# Written instruction
Give every line of the entries below as a JSON list of strings, one string per line, leaving out blank lines and the pictures.

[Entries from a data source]
________________________________________

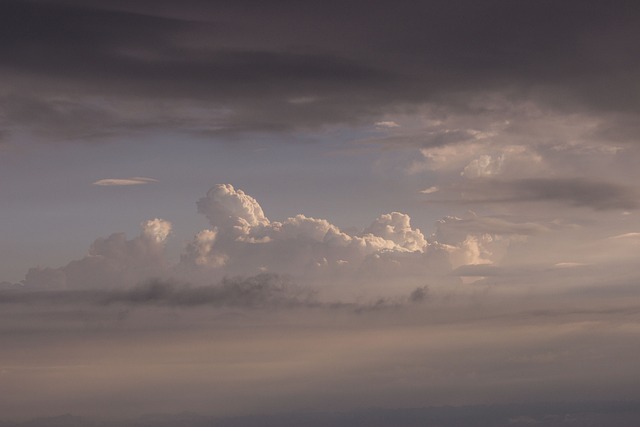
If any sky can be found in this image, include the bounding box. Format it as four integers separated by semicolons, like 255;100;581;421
0;0;640;420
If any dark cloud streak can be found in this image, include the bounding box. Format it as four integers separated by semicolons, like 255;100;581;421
0;0;640;139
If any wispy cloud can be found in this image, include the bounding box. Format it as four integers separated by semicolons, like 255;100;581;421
93;176;158;187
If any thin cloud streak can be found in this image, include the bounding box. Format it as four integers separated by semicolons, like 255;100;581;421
93;176;158;187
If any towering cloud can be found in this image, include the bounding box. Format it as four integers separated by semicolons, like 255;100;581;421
182;184;440;277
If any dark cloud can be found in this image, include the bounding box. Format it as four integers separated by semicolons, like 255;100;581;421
5;401;640;427
0;0;640;143
0;274;316;308
433;178;638;211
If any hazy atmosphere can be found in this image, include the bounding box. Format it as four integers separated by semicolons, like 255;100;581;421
0;0;640;427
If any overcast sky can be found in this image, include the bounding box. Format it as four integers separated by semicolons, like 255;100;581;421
0;0;640;418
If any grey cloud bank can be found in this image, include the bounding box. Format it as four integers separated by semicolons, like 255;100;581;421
0;0;640;427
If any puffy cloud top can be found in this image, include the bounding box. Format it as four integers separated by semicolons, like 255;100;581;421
365;212;427;252
181;184;438;276
197;184;269;231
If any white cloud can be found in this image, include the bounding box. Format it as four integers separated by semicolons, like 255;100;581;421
181;184;440;277
93;176;158;187
375;120;400;128
420;185;440;194
24;218;171;289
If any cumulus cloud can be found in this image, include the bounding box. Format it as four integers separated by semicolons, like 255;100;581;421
93;176;158;187
24;218;171;289
182;184;440;276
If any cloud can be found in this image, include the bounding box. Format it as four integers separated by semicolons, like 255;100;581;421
181;184;444;277
375;120;400;128
429;178;638;211
420;185;440;194
0;0;640;144
23;218;171;289
93;176;158;187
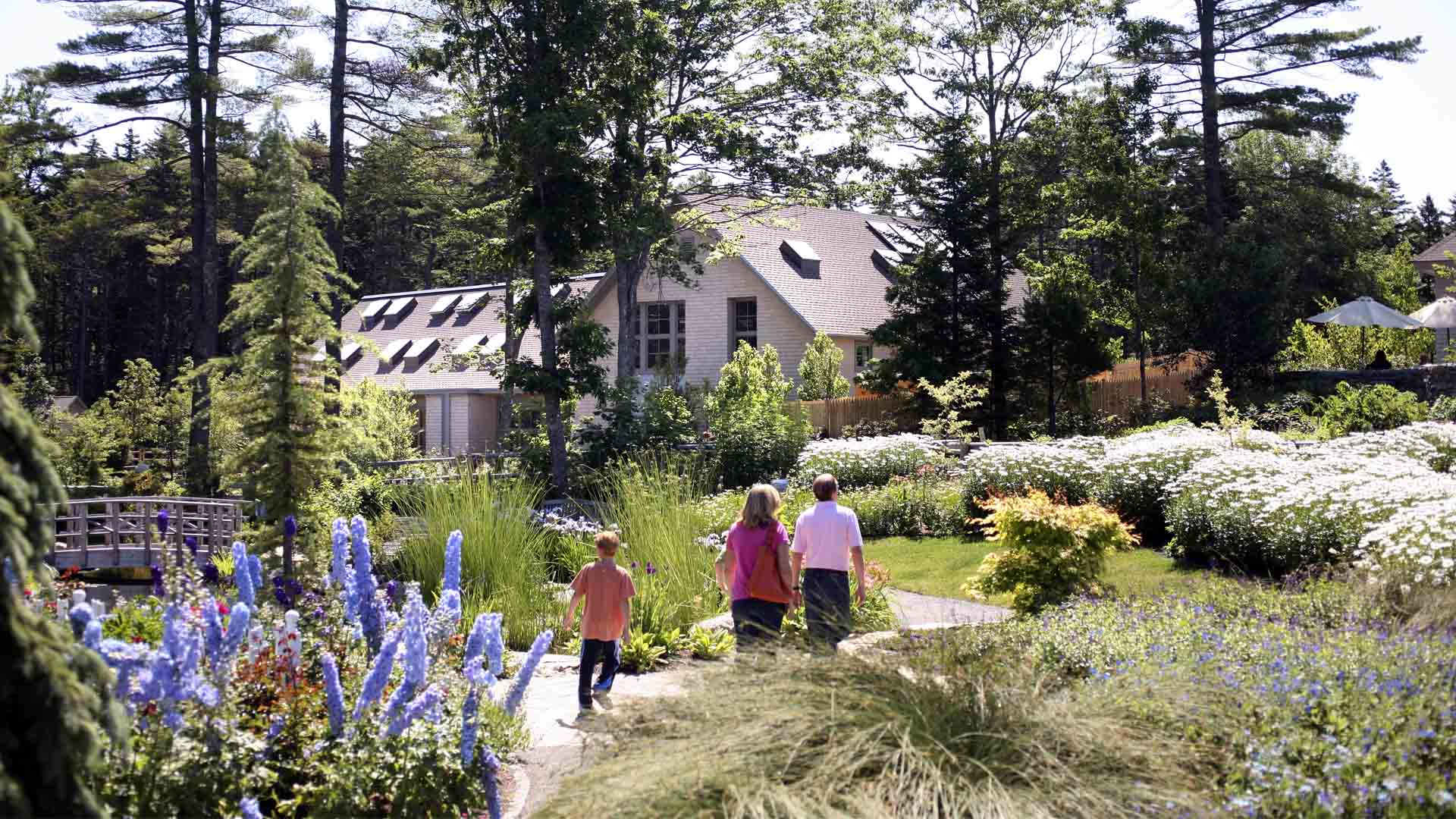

________________________________________

# Full answer
[
  "If any sky can be found in this image, include the bounding box. Format it as four integers separated by semicolons, like 255;100;581;421",
  "0;0;640;420",
  "If any dark cloud streak can be found in this image, include the bounding box. Format it as four integers separated by semicolons, like 255;100;581;421",
  "0;0;640;139",
  "If any wispy cloud can be found in this image, include the bounding box. Format it as four integers separated by semicolons, like 255;100;581;421",
  "93;176;158;187",
  "If any thin cloud streak can be found in this image, include the bounding box. Format it as four integers separated by semicolons, like 255;100;581;421",
  "93;176;158;187",
  "If any towering cloud can be found in this image, include the bounding box. Format it as four integers separated by semicolons, like 255;100;581;421",
  "182;184;440;277",
  "If any dark cloud can be found in this image, include the bounding box. Format it as four integers separated by semicolons, like 255;100;581;421",
  "5;401;640;427",
  "0;0;640;143",
  "0;274;316;308",
  "433;178;638;211",
  "If any hazy atmosphere can be found in this image, include the bounding box. Format it as four integers separated by semicolons, like 255;100;581;421",
  "0;0;640;427",
  "If any overcast sky can be found in this image, include the bounding box. Format it as four integers separated by semicolons, like 255;100;581;421",
  "0;0;640;418",
  "If any grey cloud bank can be found in this image, include the bounding box. Format it as four integers separated by semicolons, like 255;100;581;421",
  "0;0;640;427",
  "If any puffy cloud top can be found in this image, include the bounding box. Format it as four integers separated by semicolons, like 255;100;581;421",
  "365;212;427;252",
  "181;184;438;276",
  "197;184;269;231",
  "If any white cloud can be found in this image, include the bounding box. Format it as four integers separated by semicolons, like 255;100;581;421",
  "181;184;440;277",
  "93;176;158;187",
  "375;120;400;128",
  "420;185;440;194",
  "24;218;171;289",
  "If any cumulus cloud can be found in this image, include the bounding box. Format it as four integers separated by semicolons, like 255;100;581;421",
  "93;176;158;187",
  "24;218;171;289",
  "182;184;440;276",
  "If any cloud can be found in this image, include the bounding box. Format it as four integers separated by semicolons, like 255;100;581;421",
  "181;184;444;277",
  "375;120;400;128",
  "429;178;638;211",
  "420;185;440;194",
  "0;0;640;144",
  "23;218;171;289",
  "93;176;158;187"
]